I went with a white+birch Lian Li A3-mATX to get something barely good looking enough to fit with the rest of the gaming room.
Can get an ‘aoostar GODY’ on AliExpress for US$1000. Basically the same GPU, 16GB RAM, 512GB SSD. The steam machine has less cores and less ethernet. Though it also has a way bigger heatsink, LEDs and extra Bluetooth/valve gamepad antenna.
Comparing the deck to comparative brands, it is wayyy cheaper. I think valve are going to be aggressive on price, especially when the CPU/GPU are fairly old and meek.
And beyond the aggressive pricing, the one major benefit over other miniPC makers is the extensive support.
I have a Minisforum mini PC. Took Minisforum over a year to release BIOS updates that were finished in March 2024… and against all CS promises it still hasn’t fixed the initial discrepancies (advertised as the only 8945HS mini PC that can go over 57W due to their improved cooling, and the only Ryzen 8000 series APU that can handle RAM at 5400-5600MT/s - still can’t get power over 57W and even though I have compatible RAM, it refuses to clock over 4800MHz, and there’s no option to configure it either).
Meanwhile Valve is still dropping improvements on the Steam Deck, 3.5 years after release.
The Steam Machine seems to be using the Nintendo model of using low cost off-the-shelf parts instead of expensive custom components.
Then again the Steam controller and VR headset seem kind of fancy.
Hopefully, they get very popular and manages to steal significant market share from Windows.
Yeah true the index headset wasn’t a bargain compared to the quests that were clearly being sold as cheaply as possible.
Meta sold Quest headsets at a loss to cover the market. Valve sold the Index for profit.
I don’t think it would make sense for them to sell it at a loss. On the other hand, they don’t have to make a huge profit from it either. I really hope it’ll come down to a range of about €600. That would make it a no-brainer for me.
The rumor is that the cpu in the steam machine is leftover from another AMD partnership with Microsoft. The GPU is a mobile GPU that AMD had a hard time selling. It’s about the same performance as a PS5, though valve won’t be subsidizing it as much. I’d bet $600-$800.
Based on the specs it is a bit bumped up Ryzen 7000/8000 series (Zen 4 arch), with a beefed up GPU (sounds to be about two 780Ms soldered together with a bit of overclocking).

------------------------

**Required actions**
A. Answer these questions from the Steam Machine discussion, one per line:
(i) What case did the first writer choose for the gaming room?
(ii) What price is given for the aoostar GODY on AliExpress?
(iii) Above what speed does the Minisforum mini PC refuse to clock the RAM?
B. Repeat word for word the part of the Steam Machine discussion starting with "I have a Minisforum" and going on through "configure it either).".
The records are not needed here.

**Data supplied**
------------------------

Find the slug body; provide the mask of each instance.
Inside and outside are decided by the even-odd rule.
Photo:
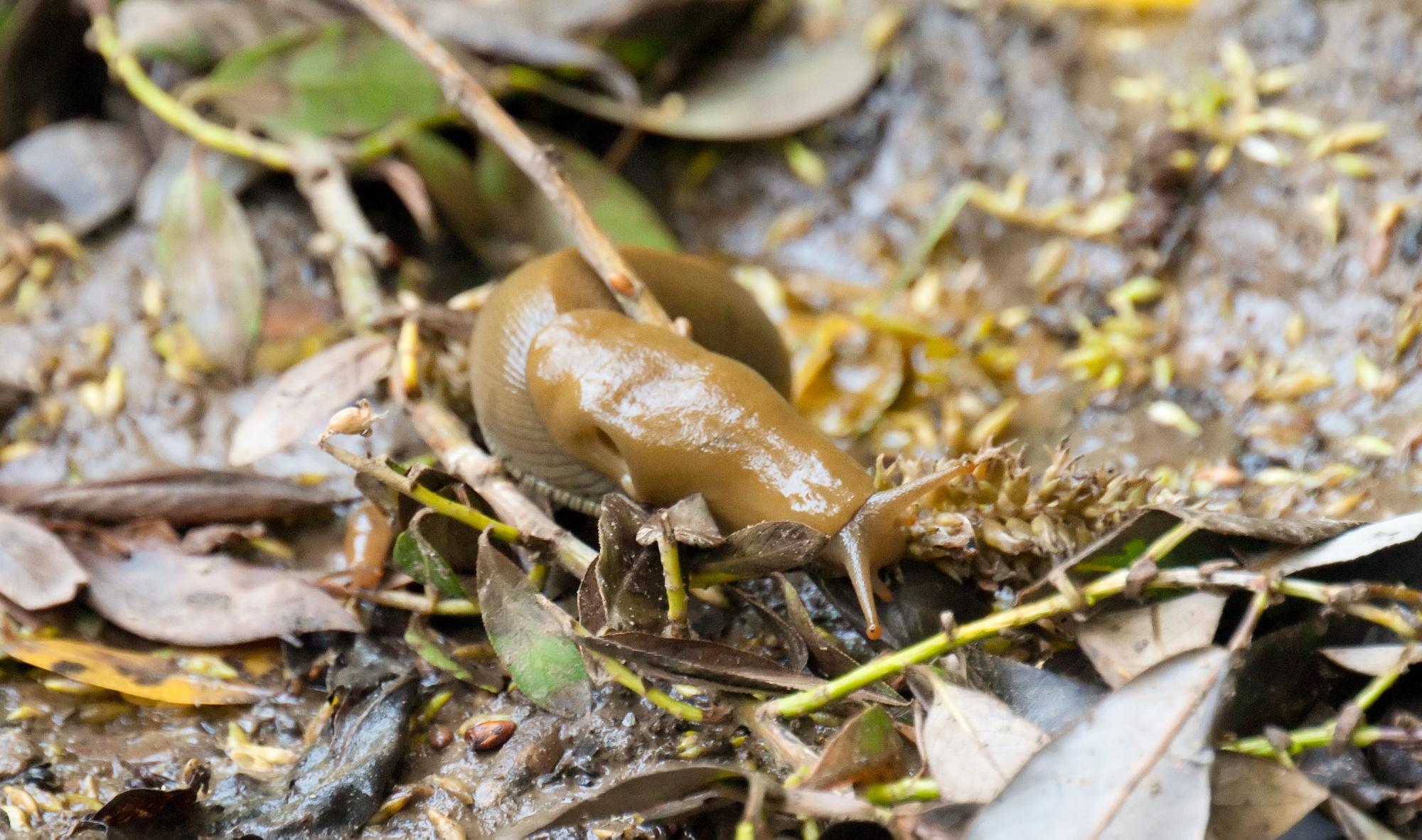
[[[832,534],[877,638],[877,570],[903,553],[900,517],[937,473],[875,493],[869,473],[801,418],[789,360],[748,291],[710,263],[623,256],[691,337],[640,324],[572,250],[519,267],[489,297],[469,371],[489,448],[583,510],[607,492],[667,506],[702,493],[729,529],[793,520]]]

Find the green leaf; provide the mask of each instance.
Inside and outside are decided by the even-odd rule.
[[[391,551],[391,563],[395,569],[404,571],[417,581],[432,586],[439,590],[439,594],[449,598],[464,598],[468,597],[464,591],[464,586],[459,583],[458,576],[455,576],[454,569],[449,561],[435,550],[429,540],[424,537],[419,532],[421,523],[425,516],[432,515],[428,510],[421,510],[410,520],[410,527],[405,529],[402,534],[395,537],[395,547]]]
[[[592,685],[572,620],[486,534],[479,537],[479,605],[493,652],[519,691],[555,715],[587,714]]]
[[[405,136],[401,151],[429,190],[445,222],[469,250],[478,253],[486,235],[488,209],[481,198],[474,162],[456,145],[432,131]]]
[[[206,361],[240,374],[262,330],[264,271],[242,205],[201,166],[173,179],[154,239],[169,311]]]
[[[429,119],[444,97],[402,45],[365,21],[283,33],[228,55],[202,91],[274,136],[356,138]]]
[[[523,128],[535,141],[553,148],[567,181],[613,242],[661,250],[680,249],[677,237],[651,202],[603,166],[596,155],[549,131],[530,125]],[[476,172],[483,200],[503,236],[529,242],[539,253],[573,244],[573,237],[553,206],[489,139],[479,144]]]

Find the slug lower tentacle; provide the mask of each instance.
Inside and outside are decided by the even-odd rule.
[[[729,529],[793,520],[832,534],[822,560],[850,577],[877,638],[875,584],[903,554],[904,512],[957,473],[875,493],[786,401],[789,360],[748,291],[693,257],[623,254],[694,341],[621,314],[576,252],[533,260],[491,296],[471,338],[486,443],[584,510],[614,489],[661,506],[701,493]]]

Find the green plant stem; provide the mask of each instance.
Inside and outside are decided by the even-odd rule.
[[[512,524],[505,524],[482,510],[475,510],[474,507],[461,505],[454,499],[445,499],[429,488],[412,482],[408,476],[402,476],[391,469],[384,461],[363,458],[354,452],[336,446],[327,439],[319,441],[317,445],[336,461],[340,461],[358,473],[368,475],[402,496],[410,496],[415,502],[419,502],[441,516],[448,516],[449,519],[462,522],[475,530],[488,530],[489,536],[503,540],[505,543],[515,543],[523,536],[519,533],[519,529]]]
[[[95,10],[92,21],[94,48],[104,57],[109,71],[124,82],[128,92],[159,119],[219,152],[249,158],[283,172],[292,169],[292,149],[287,146],[203,119],[196,111],[154,84],[144,72],[138,58],[118,37],[114,18],[107,11]]]
[[[429,598],[425,596],[390,590],[361,593],[360,600],[370,601],[371,604],[380,604],[381,607],[394,607],[397,610],[408,610],[411,613],[421,613],[427,615],[481,614],[478,601],[471,601],[469,598],[441,598],[431,604]]]
[[[904,802],[933,802],[939,797],[939,783],[933,779],[909,776],[894,782],[866,785],[860,795],[869,802],[889,807]]]
[[[687,587],[681,580],[681,549],[671,537],[671,527],[663,523],[657,537],[657,551],[661,554],[661,577],[667,588],[667,621],[687,623]]]
[[[1119,594],[1128,583],[1128,569],[1113,571],[1081,587],[1081,590],[1075,594],[1079,596],[1079,601],[1084,601],[1085,605],[1095,604],[1102,598]],[[1267,574],[1258,571],[1224,569],[1212,573],[1202,573],[1199,569],[1190,567],[1160,570],[1156,573],[1155,578],[1146,583],[1146,588],[1170,590],[1200,588],[1206,586],[1257,588],[1261,583],[1267,583],[1271,591],[1317,601],[1338,610],[1340,613],[1372,621],[1394,631],[1402,638],[1412,640],[1416,635],[1413,625],[1404,615],[1374,607],[1372,604],[1347,603],[1344,598],[1347,597],[1348,587],[1330,586],[1317,581],[1293,578],[1271,581]],[[978,621],[971,621],[958,627],[951,637],[946,632],[930,635],[929,638],[914,642],[906,648],[865,662],[859,668],[836,677],[825,685],[769,701],[762,706],[762,714],[781,715],[786,718],[806,715],[822,709],[832,702],[843,699],[860,688],[892,677],[909,665],[927,662],[929,659],[941,657],[943,654],[968,642],[997,635],[1004,630],[1025,627],[1041,621],[1042,618],[1051,618],[1052,615],[1068,613],[1079,607],[1081,603],[1078,603],[1078,598],[1068,598],[1064,594],[1057,594],[1030,604],[1012,607],[1011,610],[1004,610],[994,615],[988,615],[987,618],[980,618]]]

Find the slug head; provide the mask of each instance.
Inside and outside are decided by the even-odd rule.
[[[879,570],[903,557],[903,520],[909,507],[924,493],[941,488],[968,469],[967,463],[960,463],[875,493],[825,546],[823,560],[843,570],[855,587],[859,610],[865,614],[865,635],[869,638],[876,640],[883,634],[875,594],[887,601],[889,590],[879,578]]]

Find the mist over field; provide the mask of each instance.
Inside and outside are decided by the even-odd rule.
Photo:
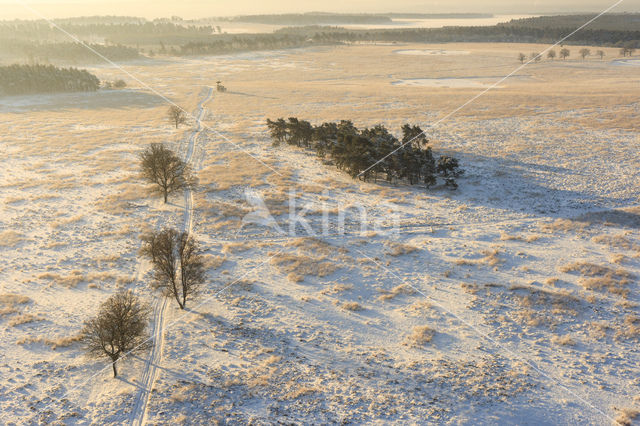
[[[637,2],[28,5],[0,424],[640,422]]]

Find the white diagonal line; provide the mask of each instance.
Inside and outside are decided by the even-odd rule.
[[[564,36],[563,38],[561,38],[559,41],[557,41],[556,43],[554,43],[553,45],[547,47],[545,50],[543,50],[541,53],[539,53],[537,56],[534,56],[533,58],[529,59],[527,62],[525,62],[524,64],[520,65],[519,67],[517,67],[516,69],[514,69],[513,71],[511,71],[509,74],[507,74],[506,76],[502,77],[500,80],[496,81],[495,83],[493,83],[491,86],[487,87],[485,90],[483,90],[482,92],[478,93],[477,95],[475,95],[474,97],[472,97],[471,99],[469,99],[468,101],[466,101],[465,103],[463,103],[462,105],[460,105],[459,107],[457,107],[456,109],[454,109],[453,111],[449,112],[448,114],[446,114],[444,117],[438,119],[435,123],[433,124],[429,124],[427,126],[427,129],[429,128],[433,128],[436,127],[437,125],[439,125],[440,123],[442,123],[443,121],[447,120],[449,117],[455,115],[458,111],[462,110],[463,108],[465,108],[467,105],[475,102],[478,98],[480,98],[481,96],[484,96],[488,91],[495,89],[497,86],[499,86],[501,83],[503,83],[505,80],[507,80],[508,78],[512,77],[513,75],[517,74],[520,70],[522,70],[524,67],[526,67],[527,65],[529,65],[531,62],[537,60],[538,58],[542,57],[542,55],[544,55],[545,53],[547,53],[549,50],[553,49],[554,47],[564,43],[565,40],[567,40],[569,37],[573,36],[574,34],[576,34],[578,31],[584,29],[586,26],[590,25],[591,23],[593,23],[593,21],[595,21],[596,19],[598,19],[599,17],[601,17],[602,15],[608,13],[609,11],[611,11],[612,9],[614,9],[616,6],[618,6],[620,3],[622,3],[624,0],[618,0],[616,3],[614,3],[612,6],[609,6],[608,8],[606,8],[603,12],[599,13],[598,15],[596,15],[595,17],[593,17],[592,19],[590,19],[589,21],[587,21],[586,23],[582,24],[580,27],[578,27],[576,30],[574,30],[573,32],[571,32],[571,34]],[[377,166],[378,164],[382,163],[384,160],[386,160],[387,158],[389,158],[390,156],[392,156],[393,154],[395,154],[396,152],[398,152],[399,150],[401,150],[404,146],[410,144],[411,142],[415,141],[416,139],[418,139],[421,136],[426,135],[427,131],[423,131],[422,133],[414,136],[413,138],[411,138],[410,140],[408,140],[407,142],[403,143],[402,145],[400,145],[398,148],[396,148],[395,150],[393,150],[392,152],[390,152],[389,154],[385,155],[384,157],[382,157],[381,159],[379,159],[378,161],[376,161],[375,163],[373,163],[371,166],[367,167],[364,171],[360,172],[358,174],[357,177],[362,176],[363,174],[365,174],[366,172],[368,172],[369,170],[371,170],[372,168],[374,168],[375,166]]]
[[[357,251],[358,253],[360,253],[362,256],[366,257],[367,259],[369,259],[371,262],[375,263],[376,265],[378,265],[379,267],[381,267],[382,269],[384,269],[385,271],[387,271],[389,274],[393,275],[395,278],[397,278],[398,280],[400,280],[401,282],[404,283],[404,280],[398,275],[396,274],[393,270],[391,270],[390,268],[386,267],[385,265],[383,265],[382,263],[380,263],[379,261],[375,260],[374,258],[370,257],[369,255],[367,255],[366,253],[363,253],[362,251],[354,248],[355,251]],[[588,400],[586,400],[584,397],[578,395],[576,392],[574,392],[571,388],[569,388],[568,386],[564,385],[563,383],[561,383],[558,379],[551,377],[548,373],[546,373],[544,370],[542,370],[541,368],[539,368],[536,364],[534,364],[532,361],[529,361],[528,358],[526,358],[523,355],[520,355],[518,353],[516,353],[515,351],[509,349],[508,347],[506,347],[505,345],[503,345],[502,343],[498,342],[497,340],[495,340],[494,338],[492,338],[491,336],[489,336],[487,333],[481,331],[478,327],[476,327],[474,324],[470,323],[469,321],[466,321],[464,318],[461,318],[459,315],[451,312],[449,309],[445,308],[444,306],[442,306],[441,304],[439,304],[437,301],[435,301],[433,298],[429,297],[425,292],[423,292],[421,289],[415,287],[413,284],[411,283],[405,283],[407,284],[409,287],[411,287],[412,289],[414,289],[416,292],[420,293],[422,296],[424,296],[425,298],[429,299],[429,302],[433,303],[435,306],[437,306],[438,308],[442,309],[444,312],[448,313],[449,315],[453,316],[455,319],[457,319],[458,321],[460,321],[463,325],[465,325],[466,327],[470,328],[471,330],[473,330],[476,334],[478,334],[481,338],[488,340],[490,343],[492,343],[494,346],[502,349],[504,352],[508,353],[512,359],[520,359],[522,361],[524,361],[528,366],[530,366],[533,370],[535,370],[538,374],[540,374],[541,376],[546,377],[547,379],[551,380],[552,382],[554,382],[556,385],[561,386],[563,389],[565,389],[567,392],[569,392],[571,395],[573,395],[576,399],[580,400],[581,402],[587,404],[589,407],[591,407],[592,409],[594,409],[595,411],[597,411],[599,414],[602,414],[602,416],[604,416],[605,418],[607,418],[608,420],[610,420],[611,422],[615,423],[615,420],[609,416],[608,414],[606,414],[604,411],[602,411],[600,408],[596,407],[595,405],[593,405],[591,402],[589,402]]]
[[[101,54],[100,52],[96,51],[95,49],[93,49],[91,46],[89,46],[88,44],[86,44],[84,41],[80,40],[78,37],[76,37],[75,35],[71,34],[70,32],[68,32],[67,30],[65,30],[64,28],[60,27],[58,24],[56,24],[54,21],[52,21],[51,19],[47,18],[46,16],[42,15],[39,11],[37,11],[36,9],[32,8],[31,6],[27,5],[26,3],[24,3],[22,0],[14,0],[15,3],[17,3],[20,6],[23,6],[25,9],[31,11],[32,13],[36,14],[37,16],[39,16],[41,19],[45,20],[49,25],[53,26],[54,28],[56,28],[57,30],[59,30],[60,32],[64,33],[66,36],[68,36],[69,38],[71,38],[73,41],[75,41],[76,43],[81,44],[83,47],[87,48],[88,50],[90,50],[91,52],[93,52],[95,55],[97,55],[98,57],[100,57],[101,59],[103,59],[104,61],[106,61],[107,63],[111,64],[112,66],[114,66],[115,68],[117,68],[118,70],[122,71],[123,73],[125,73],[126,75],[128,75],[129,77],[131,77],[133,80],[135,80],[137,83],[139,83],[140,85],[142,85],[142,87],[144,87],[145,89],[150,90],[154,95],[158,96],[160,99],[164,100],[165,102],[167,102],[168,104],[175,106],[176,108],[179,108],[180,111],[184,112],[187,116],[189,116],[190,118],[195,118],[193,116],[193,114],[191,114],[190,112],[186,111],[184,108],[182,108],[180,105],[177,105],[175,102],[173,102],[171,99],[167,98],[165,95],[163,95],[162,93],[158,92],[156,89],[154,89],[153,87],[149,86],[147,83],[145,83],[144,81],[140,80],[138,77],[136,77],[134,74],[130,73],[129,71],[127,71],[126,69],[124,69],[122,66],[116,64],[115,62],[113,62],[111,59],[107,58],[106,56],[104,56],[103,54]],[[256,160],[257,162],[259,162],[260,164],[262,164],[263,166],[267,167],[268,169],[272,170],[273,172],[275,172],[277,175],[282,176],[282,173],[278,172],[276,169],[274,169],[273,167],[271,167],[270,165],[268,165],[267,163],[265,163],[264,161],[262,161],[260,158],[256,157],[255,155],[251,154],[250,152],[248,152],[247,150],[245,150],[244,148],[242,148],[240,145],[238,145],[237,143],[233,142],[231,139],[229,139],[228,137],[226,137],[225,135],[223,135],[222,133],[218,132],[216,129],[212,129],[210,127],[208,127],[207,125],[205,125],[204,123],[202,124],[202,127],[207,129],[207,130],[211,130],[214,134],[216,134],[217,136],[221,137],[222,139],[224,139],[226,142],[229,142],[230,144],[232,144],[233,146],[235,146],[236,148],[238,148],[243,154],[248,155],[249,157],[253,158],[254,160]]]
[[[278,250],[276,253],[274,253],[271,256],[268,256],[263,262],[260,262],[260,264],[258,264],[257,266],[248,269],[242,276],[240,276],[239,278],[237,278],[235,281],[233,281],[232,283],[226,285],[225,287],[223,287],[222,289],[216,291],[215,293],[213,293],[211,296],[207,297],[205,300],[203,300],[202,302],[198,303],[197,305],[195,305],[193,308],[191,308],[190,311],[188,312],[184,312],[182,315],[180,315],[178,318],[176,318],[175,320],[173,320],[172,322],[170,322],[169,324],[167,324],[167,326],[164,328],[164,331],[166,332],[167,330],[169,330],[170,328],[172,328],[173,326],[175,326],[176,324],[180,323],[183,321],[183,319],[191,313],[191,311],[195,310],[195,309],[199,309],[202,306],[204,306],[206,303],[211,302],[213,299],[215,299],[216,297],[218,297],[221,293],[223,293],[225,290],[233,287],[234,285],[236,285],[237,283],[239,283],[242,279],[244,279],[246,276],[248,276],[251,272],[257,270],[258,268],[262,267],[264,264],[266,264],[267,262],[269,262],[271,259],[275,258],[276,256],[278,256],[280,253],[282,253],[282,249]],[[118,359],[118,361],[125,359],[127,356],[131,355],[133,352],[135,352],[137,349],[141,348],[143,345],[146,345],[147,343],[149,343],[150,341],[153,340],[153,337],[149,337],[147,339],[145,339],[142,343],[140,343],[138,346],[136,346],[135,348],[131,349],[129,352],[124,353],[120,359]],[[116,362],[118,362],[116,361]],[[92,379],[94,379],[95,377],[99,376],[100,374],[102,374],[103,372],[107,371],[109,368],[111,368],[111,364],[109,363],[107,364],[105,367],[101,368],[100,370],[98,370],[96,373],[92,374],[91,376],[89,376],[87,379],[81,381],[79,384],[74,385],[71,389],[69,389],[68,391],[66,391],[61,397],[59,398],[55,398],[53,401],[49,402],[48,404],[46,404],[44,407],[36,409],[36,412],[33,414],[33,416],[36,416],[40,413],[42,413],[43,411],[45,411],[47,408],[51,407],[54,403],[59,402],[64,400],[65,398],[67,398],[71,392],[75,391],[76,389],[80,388],[81,386],[84,386],[85,384],[89,383],[89,381],[91,381]],[[8,394],[4,394],[3,396],[6,396]],[[4,411],[1,416],[4,418],[5,415],[8,414],[8,411]]]

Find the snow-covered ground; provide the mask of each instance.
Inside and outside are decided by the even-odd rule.
[[[0,423],[633,417],[640,409],[634,67],[532,64],[429,129],[434,149],[459,157],[467,171],[455,192],[358,182],[312,153],[271,146],[266,118],[426,129],[484,89],[394,81],[491,84],[519,65],[519,52],[544,49],[409,45],[471,53],[398,55],[397,48],[127,66],[194,115],[206,86],[223,81],[229,90],[207,101],[194,144],[195,117],[172,129],[167,107],[133,81],[106,104],[103,94],[75,106],[68,95],[59,105],[3,101]],[[111,67],[92,71],[124,77]],[[179,195],[165,206],[145,192],[137,153],[151,142],[191,153],[200,179],[193,200]],[[246,220],[256,200],[275,219],[271,226]],[[145,380],[150,353],[122,360],[113,379],[104,360],[84,355],[78,332],[118,288],[158,300],[139,235],[182,227],[191,202],[209,284],[186,312],[168,301],[155,380]],[[305,212],[295,232],[291,210]],[[148,395],[144,403],[140,395]]]

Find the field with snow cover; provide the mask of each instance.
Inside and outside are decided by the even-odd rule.
[[[128,88],[0,99],[0,424],[632,422],[635,62],[571,47],[448,116],[544,48],[150,61],[123,65],[148,87],[105,66],[90,71]],[[457,191],[352,180],[271,146],[265,120],[291,116],[396,134],[446,118],[427,135],[466,173]],[[137,155],[153,142],[190,162],[193,193],[148,194]],[[162,303],[138,253],[165,226],[206,249],[186,312]],[[154,307],[154,344],[114,379],[79,332],[121,288]]]

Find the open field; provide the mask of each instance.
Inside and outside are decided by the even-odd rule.
[[[228,88],[207,102],[192,159],[209,282],[200,304],[167,307],[146,420],[631,421],[637,60],[603,49],[604,60],[583,61],[571,46],[569,59],[530,64],[448,116],[518,67],[518,53],[544,49],[357,45],[125,65],[188,111],[217,80]],[[194,120],[176,130],[148,88],[110,66],[89,70],[128,89],[0,100],[1,424],[137,414],[146,354],[113,379],[77,336],[116,289],[159,297],[139,237],[180,226],[185,199],[149,196],[137,153],[164,142],[184,155]],[[271,146],[265,120],[291,116],[394,132],[446,118],[428,137],[466,173],[457,191],[352,180],[311,152]],[[243,221],[258,196],[274,226]],[[279,235],[291,208],[306,209],[318,235],[302,225]],[[379,229],[360,229],[362,210]]]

------------------------

**Answers below**
A.
(i) A white+birch Lian Li A3-mATX
(ii) US$1000
(iii) 4800MHz

B.
I have a Minisforum mini PC. Took Minisforum over a year to release BIOS updates that were finished in March 2024… and against all CS promises it still hasn’t fixed the initial discrepancies (advertised as the only 8945HS mini PC that can go over 57W due to their improved cooling, and the only Ryzen 8000 series APU that can handle RAM at 5400-5600MT/s - still can’t get power over 57W and even though I have compatible RAM, it refuses to clock over 4800MHz, and there’s no option to configure it either).